> ASSIGNMENT 1
In the passage on a fourth year of seminary study, how many graduate students did the seminary at Princeton have last year?
> ASSIGNMENT 2
Please list every subject that the passage on a fourth year of seminary study names as a class students may include in their arts course.
> ASSIGNMENT 3
Rewrite the stretch of the passage on a fourth year of seminary study from "Undoubtedly any seminary" through "34 graduate students.", changing "enrollment" to "attendance".

The Fourth Year.-The pressure of the elective system has thus brought us face to face with the question whether the time has come or theological seminaries to insist on a fourth year of study. The great extension of the field of theological learning to which we have alluded, as well as the example of medical schools which have prolonged their courses to four and even five years, have combined to raise this question in many minds. Within the last five years another movement has emphasized the problem for us. I refer to the tendency of colleges and universities to admit studies preparative to a theological course into the curriculum for the B.A. degree. Students who have included in their arts course classes in Hebrew, Christian Ethics, Apologetics, New Testament, Greek, Sociology, and perhaps Church History, expect to receive credit for this work when they come to a seminary, and sometimes wish to finish their theological course in two instead of three years. The value of a fourth year need not be discussed.

Undoubtedly any seminary which took this step would have to be content for a considerable time with a small enrollment in its fourth year. And yet here the experience of Princeton is most encouraging. I find that this seminary, last year, had altogether 34 graduate students.

(Region pointing data)
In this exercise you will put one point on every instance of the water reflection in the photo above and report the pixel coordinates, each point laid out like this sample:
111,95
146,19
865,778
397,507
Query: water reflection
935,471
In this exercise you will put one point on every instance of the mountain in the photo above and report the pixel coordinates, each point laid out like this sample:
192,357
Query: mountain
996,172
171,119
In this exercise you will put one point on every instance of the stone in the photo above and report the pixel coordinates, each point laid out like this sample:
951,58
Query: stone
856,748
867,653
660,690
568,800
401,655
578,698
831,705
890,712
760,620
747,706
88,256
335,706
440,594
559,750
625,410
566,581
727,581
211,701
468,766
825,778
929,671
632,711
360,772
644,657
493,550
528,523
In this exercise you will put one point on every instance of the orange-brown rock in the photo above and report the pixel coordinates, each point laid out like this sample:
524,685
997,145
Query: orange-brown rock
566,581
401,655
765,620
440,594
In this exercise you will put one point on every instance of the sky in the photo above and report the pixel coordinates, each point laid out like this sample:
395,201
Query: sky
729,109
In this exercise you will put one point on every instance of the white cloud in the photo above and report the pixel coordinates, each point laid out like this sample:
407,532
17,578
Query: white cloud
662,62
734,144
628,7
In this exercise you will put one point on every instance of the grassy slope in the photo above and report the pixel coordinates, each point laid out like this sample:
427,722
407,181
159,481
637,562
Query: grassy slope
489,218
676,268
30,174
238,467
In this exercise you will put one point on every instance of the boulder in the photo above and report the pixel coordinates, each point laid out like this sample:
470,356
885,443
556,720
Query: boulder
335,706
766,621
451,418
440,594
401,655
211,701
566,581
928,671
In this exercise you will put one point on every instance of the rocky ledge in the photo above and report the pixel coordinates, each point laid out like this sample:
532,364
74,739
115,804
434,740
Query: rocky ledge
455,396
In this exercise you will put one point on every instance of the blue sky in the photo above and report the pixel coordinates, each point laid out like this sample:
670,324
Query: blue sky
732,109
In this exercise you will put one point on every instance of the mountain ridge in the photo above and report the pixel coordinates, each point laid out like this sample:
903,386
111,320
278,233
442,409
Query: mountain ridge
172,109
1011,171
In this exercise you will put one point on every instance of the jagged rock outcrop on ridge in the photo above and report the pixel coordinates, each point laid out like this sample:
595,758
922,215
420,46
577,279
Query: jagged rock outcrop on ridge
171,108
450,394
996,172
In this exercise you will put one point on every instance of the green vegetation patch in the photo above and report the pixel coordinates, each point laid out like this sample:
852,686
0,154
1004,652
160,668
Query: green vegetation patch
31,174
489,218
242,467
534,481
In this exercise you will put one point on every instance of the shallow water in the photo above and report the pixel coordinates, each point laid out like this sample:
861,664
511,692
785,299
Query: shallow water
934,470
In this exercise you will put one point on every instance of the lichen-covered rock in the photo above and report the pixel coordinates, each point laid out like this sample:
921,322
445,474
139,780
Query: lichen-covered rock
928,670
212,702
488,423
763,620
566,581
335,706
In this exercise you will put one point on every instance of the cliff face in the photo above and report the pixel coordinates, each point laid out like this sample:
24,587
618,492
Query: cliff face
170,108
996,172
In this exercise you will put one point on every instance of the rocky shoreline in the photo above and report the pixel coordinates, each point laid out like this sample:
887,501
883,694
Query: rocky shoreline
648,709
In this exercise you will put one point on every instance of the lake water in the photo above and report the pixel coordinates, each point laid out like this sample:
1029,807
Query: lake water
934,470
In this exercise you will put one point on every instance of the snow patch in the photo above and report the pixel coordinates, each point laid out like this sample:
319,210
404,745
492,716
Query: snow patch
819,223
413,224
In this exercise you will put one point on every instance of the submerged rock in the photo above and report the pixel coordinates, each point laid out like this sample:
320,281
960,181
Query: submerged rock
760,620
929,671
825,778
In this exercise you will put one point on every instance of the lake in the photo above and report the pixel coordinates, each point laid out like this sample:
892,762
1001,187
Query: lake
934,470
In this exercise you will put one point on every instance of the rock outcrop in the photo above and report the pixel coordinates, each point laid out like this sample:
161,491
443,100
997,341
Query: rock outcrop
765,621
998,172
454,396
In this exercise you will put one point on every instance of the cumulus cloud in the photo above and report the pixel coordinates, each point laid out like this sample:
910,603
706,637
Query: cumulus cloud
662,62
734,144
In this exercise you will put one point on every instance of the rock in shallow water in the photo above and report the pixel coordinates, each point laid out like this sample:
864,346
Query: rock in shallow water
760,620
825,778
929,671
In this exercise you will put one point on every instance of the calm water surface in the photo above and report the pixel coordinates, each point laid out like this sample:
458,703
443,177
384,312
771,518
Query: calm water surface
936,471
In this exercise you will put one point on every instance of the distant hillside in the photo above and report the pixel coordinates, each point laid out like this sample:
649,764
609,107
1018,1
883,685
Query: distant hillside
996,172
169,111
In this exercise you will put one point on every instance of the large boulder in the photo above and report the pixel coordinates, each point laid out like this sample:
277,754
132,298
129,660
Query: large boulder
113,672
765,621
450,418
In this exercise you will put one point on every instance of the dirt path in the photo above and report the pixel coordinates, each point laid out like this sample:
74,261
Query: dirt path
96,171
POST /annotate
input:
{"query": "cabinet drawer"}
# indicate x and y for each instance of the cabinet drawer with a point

> TASK SOLUTION 1
34

> TASK SOLUTION 2
Hebrew, Christian Ethics, Apologetics, New Testament, Greek, Sociology, Church History

> TASK SOLUTION 3
Undoubtedly any seminary which took this step would have to be content for a considerable time with a small attendance in its fourth year. And yet here the experience of Princeton is most encouraging. I find that this seminary, last year, had altogether 34 graduate students.